[Quoted passage]:
┄┄┄┄┄┄┄┄┄┄

Kernels

The KernelAbstractions.jl package provides a macro-based dialect that hides the intricacies of vendor-specific GPU programming. It allows one to write hardware-agnostic kernels that can be instantiated and launched for different device backends without modifying the high-level code nor sacrificing performance.

In the following, we show how to write and launch kernels on various backends. We also explain the concept of a Launcher in Chmy.jl, that complements the default kernel launching, allowing us to hide the latency between the bulk of the computations and boundary conditions or MPI communications.

Writing Kernels

This section highlights some important features of KernelAbstractions.jl that are essential for understanding the high-level abstraction of the kernel concept that is used throughout our package. As it barely serves for illustrative purposes, for more specific examples, please refer to their documentation.

using KernelAbstractions

# Define a kernel that performs element-wise operations on A
@kernel function mul2!(A)
    # use @index macro to obtain the global Cartesian index of the current work item.
    I = @index(Global, Cartesian)
    A[I] *= 2
end

The kernel mul2! being defined using the @kernel macro, we can launch it on the desired backend to perform the element-wise operations on host.

# Define array and work group size
A       = ones(1024, 1024)
backend = get_backend(A) # CPU

# Launch kernel and explicitly synchronize
kernel = mul2!(backend)
kernel(A, ndrange=size(A))
KernelAbstractions.synchronize(backend)

# Result assertion
@assert(all(A .== 2.0) == true)

To launch the kernel on GPU devices, one could simply define A as CuArray, ROCArray or oneArray as detailed in the section "launching kernel on the backend". More fine-grained memory access is available using the @index macro as described here.

Thread Indexing

Thread indexing is essential for memory usage on GPU devices; however, it can quickly become cumbersome to figure out the thread index, especially when working with multi-dimensional grids of multi-dimensional blocks of threads. The performance of kernels can also depend significantly on access patterns.

┄┄┄┄┄┄┄┄┄┄

[Dataset entries]:
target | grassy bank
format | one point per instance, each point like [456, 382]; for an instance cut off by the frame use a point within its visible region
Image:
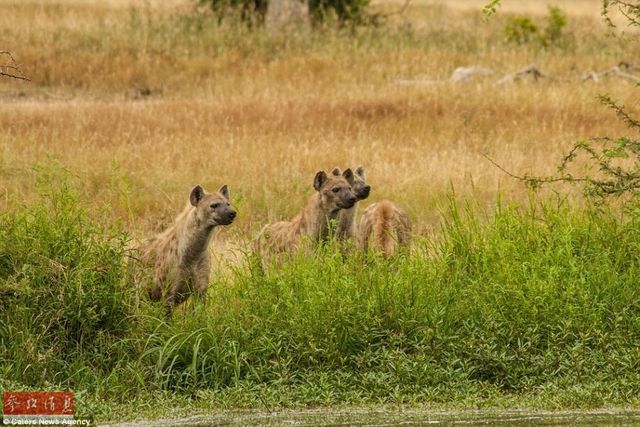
[531, 307]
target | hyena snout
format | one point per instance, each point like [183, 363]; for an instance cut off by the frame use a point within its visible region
[363, 192]
[227, 216]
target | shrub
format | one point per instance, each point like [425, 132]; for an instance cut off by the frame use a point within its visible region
[523, 30]
[254, 11]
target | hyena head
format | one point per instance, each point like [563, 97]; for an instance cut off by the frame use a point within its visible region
[335, 191]
[360, 187]
[212, 208]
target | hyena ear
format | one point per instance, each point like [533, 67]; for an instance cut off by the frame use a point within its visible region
[348, 175]
[196, 195]
[319, 180]
[224, 190]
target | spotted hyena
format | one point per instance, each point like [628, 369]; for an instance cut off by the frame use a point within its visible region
[346, 220]
[332, 194]
[384, 227]
[180, 255]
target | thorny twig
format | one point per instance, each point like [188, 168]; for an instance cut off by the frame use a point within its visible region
[12, 69]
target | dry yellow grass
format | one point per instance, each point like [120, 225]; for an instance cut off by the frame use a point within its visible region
[143, 105]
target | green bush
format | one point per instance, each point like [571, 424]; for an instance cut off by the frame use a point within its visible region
[523, 30]
[64, 291]
[520, 30]
[320, 11]
[537, 304]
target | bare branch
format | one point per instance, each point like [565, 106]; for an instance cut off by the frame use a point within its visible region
[11, 69]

┄┄┄┄┄┄┄┄┄┄

[Task list]:
(1) Do these statements agree with the KernelAbstractions.jl kernels text above? Answer yes or no for each and quote the words of the text that decide it.
(a) A Launcher in Chmy.jl can hide latency between the bulk of the computations and boundary conditions or MPI communications.
(b) Running a kernel on a different device backend requires changes to the high-level code.
(c) The mul2! kernel doubles each element of A.
(2) Proceed with the KernelAbstractions.jl kernels text, picking up after its final sentence.

[Responses per task]:
(1)
(a) Yes: "allowing us to hide the latency between the bulk of the computations and boundary conditions or MPI communications"
(b) No: "without modifying the high-level code nor sacrificing performance"
(c) Yes: "A[I] *= 2"

(2)
In the example above, we saw the usage of I = @index(Global, Cartesian), which retrieves the global index of threads for the two-dimensional array A. Such powerful macros are provided by KernelAbstractions.jl for conveniently retrieving the desired index of threads.

The following table is non-exhaustive and provides a reference of commonly used terminology. Here, KernelAbstractions.@index is used for index retrieval, and KernelAbstractions.@groupsize is used for obtaining the dimensions of blocks of threads.

KernelAbstractionsCPUCUDAAMDGPU
@index(Local, Linear)mod(i, g)threadIdx().xworkitemIdx().x
@index(Local, Cartesian)[2]threadIdx().yworkitemIdx().y
@index(Local, Cartesian)[3]threadIdx().zworkitemIdx().z
@index(Group, Linear)i ÷ gblockIdx().xworkgroupIdx().x
@index(Group, Cartesian)[2]blockIdx().yworkgroupIdx().y
@groupsize()[3]blockDim().zworkgroupDim().z
@index(Global, Linear)iglobal index computation neededglobal index computation needed
@index(Global, Cartesian)[2]global index computation neededglobal index computation needed
@index(Global, NTuple)global index computation neededglobal index computation needed

The @index(Global, NTuple) returns a NTuple object, allowing more fine-grained memory control over the allocated arrays.

@kernel function memcpy!(a, b)
    i, j = @index(Global, NTuple)
    @inbounds a[i, j] = b[i, j]
end

A tuple can be splatted with ... Julia operator when used to avoid explicitly using i, j indices.

@kernel function splatting_memcpy!(a, b)
    I = @index(Global, NTuple)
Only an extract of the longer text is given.